PROVIDED DATA =
#####

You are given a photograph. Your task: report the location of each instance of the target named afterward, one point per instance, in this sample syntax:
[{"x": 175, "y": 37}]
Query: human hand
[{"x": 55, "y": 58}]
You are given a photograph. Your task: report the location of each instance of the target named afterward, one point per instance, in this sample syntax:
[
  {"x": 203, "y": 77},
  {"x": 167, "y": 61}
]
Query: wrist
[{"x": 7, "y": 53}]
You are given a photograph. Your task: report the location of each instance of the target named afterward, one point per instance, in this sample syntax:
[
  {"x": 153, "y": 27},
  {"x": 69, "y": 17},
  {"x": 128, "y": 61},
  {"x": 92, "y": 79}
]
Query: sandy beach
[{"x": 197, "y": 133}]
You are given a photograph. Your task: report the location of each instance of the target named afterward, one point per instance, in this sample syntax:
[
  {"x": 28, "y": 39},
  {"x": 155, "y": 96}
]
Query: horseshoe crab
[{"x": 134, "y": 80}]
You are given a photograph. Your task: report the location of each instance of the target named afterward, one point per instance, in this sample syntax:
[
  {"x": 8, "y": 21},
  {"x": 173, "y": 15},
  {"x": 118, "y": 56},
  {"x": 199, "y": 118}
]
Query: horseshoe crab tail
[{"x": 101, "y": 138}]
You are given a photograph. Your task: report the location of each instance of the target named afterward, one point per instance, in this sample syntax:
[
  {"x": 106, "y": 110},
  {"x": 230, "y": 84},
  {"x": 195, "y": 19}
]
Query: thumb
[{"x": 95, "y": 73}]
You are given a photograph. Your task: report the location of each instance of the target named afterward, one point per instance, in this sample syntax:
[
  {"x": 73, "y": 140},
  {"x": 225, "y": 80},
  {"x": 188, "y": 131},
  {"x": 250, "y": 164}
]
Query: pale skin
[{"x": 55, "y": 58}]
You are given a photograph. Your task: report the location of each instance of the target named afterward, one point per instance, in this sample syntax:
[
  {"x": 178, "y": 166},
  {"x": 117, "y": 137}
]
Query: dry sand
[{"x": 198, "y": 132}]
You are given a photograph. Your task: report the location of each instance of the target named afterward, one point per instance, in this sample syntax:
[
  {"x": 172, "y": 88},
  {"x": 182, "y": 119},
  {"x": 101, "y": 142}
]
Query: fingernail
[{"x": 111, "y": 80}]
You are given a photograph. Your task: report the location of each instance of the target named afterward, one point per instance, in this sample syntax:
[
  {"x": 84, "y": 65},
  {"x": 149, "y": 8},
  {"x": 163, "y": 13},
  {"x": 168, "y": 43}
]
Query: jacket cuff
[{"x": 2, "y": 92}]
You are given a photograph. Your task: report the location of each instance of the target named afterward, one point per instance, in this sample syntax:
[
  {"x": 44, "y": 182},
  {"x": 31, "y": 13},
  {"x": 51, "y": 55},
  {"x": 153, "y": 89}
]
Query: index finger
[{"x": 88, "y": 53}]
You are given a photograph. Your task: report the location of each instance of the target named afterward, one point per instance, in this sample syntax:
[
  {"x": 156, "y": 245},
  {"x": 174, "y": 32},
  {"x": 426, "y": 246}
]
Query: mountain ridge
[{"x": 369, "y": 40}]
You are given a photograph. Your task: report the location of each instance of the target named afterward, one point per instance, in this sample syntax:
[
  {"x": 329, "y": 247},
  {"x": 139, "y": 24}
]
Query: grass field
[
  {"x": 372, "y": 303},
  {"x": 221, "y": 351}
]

#####

WRITTEN PROBLEM = Nothing should be left out: repeat all of the data exactly.

RESPONSE TO THIS TASK =
You are given a photograph. Your task: report the location of each instance of the target named afterward, one point per instance, in this sample syntax:
[{"x": 175, "y": 37}]
Query: human hand
[{"x": 55, "y": 58}]
You are given a photograph. Your task: report the location of each instance of the target named afterward, one point per instance, in this sample syntax:
[
  {"x": 203, "y": 77},
  {"x": 167, "y": 61}
]
Query: wrist
[{"x": 7, "y": 53}]
You are given a photograph. Your task: report the location of each instance of the target named afterward, one point per instance, in this sample syntax:
[
  {"x": 153, "y": 27},
  {"x": 69, "y": 17},
  {"x": 128, "y": 61},
  {"x": 92, "y": 79}
]
Query: sandy beach
[{"x": 197, "y": 133}]
You are given a photograph. Your task: report the location of each instance of the target named afterward, one point per instance, in this sample syntax:
[
  {"x": 28, "y": 39},
  {"x": 155, "y": 96}
]
Query: horseshoe crab
[{"x": 134, "y": 80}]
You are given a photograph. Your task: report the location of each instance of the target named afterward, one point per instance, in this sample syntax:
[
  {"x": 8, "y": 21},
  {"x": 173, "y": 15},
  {"x": 118, "y": 56},
  {"x": 199, "y": 118}
]
Query: horseshoe crab tail
[{"x": 101, "y": 138}]
You are given a photograph. Your task: report the location of each instance of the target named afterward, one point per instance, in this sample syntax:
[
  {"x": 106, "y": 110},
  {"x": 230, "y": 84},
  {"x": 195, "y": 19}
]
Query: thumb
[{"x": 95, "y": 73}]
You are given a photograph. Your task: report the location of each instance of the target named afterward, one point per instance, in this sample syntax:
[
  {"x": 73, "y": 140},
  {"x": 225, "y": 80},
  {"x": 188, "y": 131},
  {"x": 250, "y": 164}
]
Query: pale skin
[{"x": 55, "y": 58}]
You are given a photograph. Your task: report the location of each instance of the target named afterward, one point per instance, in this sample syntax:
[
  {"x": 178, "y": 166},
  {"x": 117, "y": 137}
]
Query: dry sand
[{"x": 198, "y": 132}]
You are given a photograph. Your task: report the location of each instance of the target named afterward, one point per instance, in this sample syntax:
[
  {"x": 172, "y": 88},
  {"x": 182, "y": 119},
  {"x": 101, "y": 142}
]
Query: fingernail
[{"x": 111, "y": 80}]
You are given a photograph. Your task: report the location of each instance of the target named afterward, one point per instance, in this sample syntax:
[
  {"x": 84, "y": 65},
  {"x": 149, "y": 8},
  {"x": 163, "y": 13},
  {"x": 168, "y": 43}
]
Query: jacket cuff
[{"x": 2, "y": 92}]
You are given a photograph. Your task: report the location of each instance of the target named afterward, one point per instance, in this sample syntax:
[
  {"x": 44, "y": 182},
  {"x": 31, "y": 13},
  {"x": 51, "y": 55},
  {"x": 153, "y": 89}
]
Query: index finger
[{"x": 88, "y": 53}]
You are given a photograph. Your task: report the location of each instance of the target named afterward, one point per instance, in this sample syntax:
[
  {"x": 156, "y": 245},
  {"x": 174, "y": 32},
  {"x": 426, "y": 246}
]
Query: mountain ridge
[{"x": 369, "y": 40}]
You are given a photograph. Your task: report the location of each instance of the target named afterward, one point per instance, in this sample syntax:
[
  {"x": 329, "y": 247},
  {"x": 139, "y": 24}
]
Query: grass field
[
  {"x": 372, "y": 303},
  {"x": 221, "y": 351}
]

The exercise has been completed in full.